**Problem**
Set down each record below precisely, skipping the pictures.

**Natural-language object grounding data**
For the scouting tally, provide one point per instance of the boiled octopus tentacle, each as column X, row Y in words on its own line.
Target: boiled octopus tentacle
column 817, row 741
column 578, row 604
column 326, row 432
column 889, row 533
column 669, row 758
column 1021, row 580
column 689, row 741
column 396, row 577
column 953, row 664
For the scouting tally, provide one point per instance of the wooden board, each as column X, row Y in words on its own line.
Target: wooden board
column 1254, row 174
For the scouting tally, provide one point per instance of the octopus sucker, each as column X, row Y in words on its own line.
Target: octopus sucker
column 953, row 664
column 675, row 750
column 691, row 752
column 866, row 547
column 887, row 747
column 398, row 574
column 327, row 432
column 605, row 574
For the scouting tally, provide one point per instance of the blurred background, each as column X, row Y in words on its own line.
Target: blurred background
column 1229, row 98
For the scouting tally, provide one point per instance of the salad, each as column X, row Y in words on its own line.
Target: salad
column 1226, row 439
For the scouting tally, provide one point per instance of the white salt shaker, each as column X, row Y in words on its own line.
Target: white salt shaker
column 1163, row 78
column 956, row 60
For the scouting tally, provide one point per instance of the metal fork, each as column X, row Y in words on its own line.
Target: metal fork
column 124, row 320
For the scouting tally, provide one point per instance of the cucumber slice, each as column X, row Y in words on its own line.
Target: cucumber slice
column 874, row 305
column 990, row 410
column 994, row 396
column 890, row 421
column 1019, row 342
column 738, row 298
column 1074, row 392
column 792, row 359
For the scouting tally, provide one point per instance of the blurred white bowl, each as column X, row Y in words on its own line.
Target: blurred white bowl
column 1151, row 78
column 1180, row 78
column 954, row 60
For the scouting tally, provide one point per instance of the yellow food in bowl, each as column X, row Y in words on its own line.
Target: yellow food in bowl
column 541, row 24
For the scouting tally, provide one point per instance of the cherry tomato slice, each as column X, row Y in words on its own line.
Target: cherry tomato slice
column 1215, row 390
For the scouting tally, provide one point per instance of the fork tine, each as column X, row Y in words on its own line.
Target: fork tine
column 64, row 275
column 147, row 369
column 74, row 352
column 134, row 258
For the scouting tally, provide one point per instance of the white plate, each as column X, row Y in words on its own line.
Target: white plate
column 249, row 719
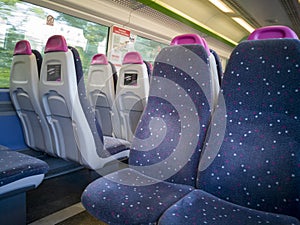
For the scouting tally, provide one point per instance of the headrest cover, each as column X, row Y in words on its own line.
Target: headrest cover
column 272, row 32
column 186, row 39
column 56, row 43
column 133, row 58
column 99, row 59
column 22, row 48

**Solution below**
For the scouting tally, provide one point per instance of the boiled octopus tentacle, each as column X, row Y in words on its own line.
Target: boiled octopus tentacle
column 817, row 741
column 578, row 604
column 326, row 432
column 889, row 533
column 669, row 758
column 1021, row 580
column 689, row 741
column 396, row 577
column 953, row 664
For the scouting tally, provide one point per instance of the wooden board, each as column X, row Y in words on its own line.
Target: wooden board
column 1254, row 174
For the scouting tally, provide one point per instance of the octopus sucker, each as column X, row Y in words on its own line.
Target: octopus sucker
column 953, row 664
column 675, row 750
column 691, row 752
column 866, row 547
column 887, row 747
column 398, row 574
column 327, row 432
column 605, row 574
For the scouting tally, provide one point per instance of the blurred background, each as column X, row Y in words on its own line.
Target: blurred background
column 1229, row 98
For the scouting tally, provide one point per instance of the salad, each as column X, row Y in words on its own line.
Target: salad
column 1226, row 439
For the scouting tally, provide one point per instance of the white salt shaker, each as column X, row Y in words on its own line.
Target: white salt shaker
column 1163, row 78
column 956, row 60
For the scouting tally, provide one point per instance of the metal fork, each as column X, row Y in words on its own line.
Target: metal fork
column 124, row 320
For the scouting tally, provide one point per instance of the cucumber slice, each as column X, row Y in words on its own line.
Target: cucumber slice
column 874, row 305
column 990, row 410
column 994, row 396
column 890, row 421
column 1019, row 342
column 738, row 298
column 1074, row 392
column 792, row 359
For the scouting tally, provide one point per instance of the blurred white bowl, each as column X, row Y in words on its own line.
Target: blurred white bowl
column 1151, row 78
column 1180, row 78
column 954, row 60
For the scouting tally, provide one point per instance of the yellow food in bowl, each as column X, row Y in words on its own line.
Target: yellow food in bowl
column 541, row 24
For the scouting tally, provide one point per instance of the cherry tomato slice, each as column X, row Y in words on its own line.
Target: cherry tomato slice
column 1215, row 390
For the scouting tally, provide one point per instance of the fork tine, each as column X, row Y in words on its own line.
Target: fork tine
column 64, row 275
column 147, row 369
column 74, row 352
column 134, row 258
For the scouting tally, provide one point per instance of the white plate, each as column X, row Y in words on its own line.
Target: white plate
column 249, row 719
For the scouting tally, provide one point per instance of the headrest cover, each as column X, row Y in words on its own line.
Target: headrest cover
column 272, row 32
column 186, row 39
column 56, row 43
column 133, row 58
column 99, row 59
column 22, row 48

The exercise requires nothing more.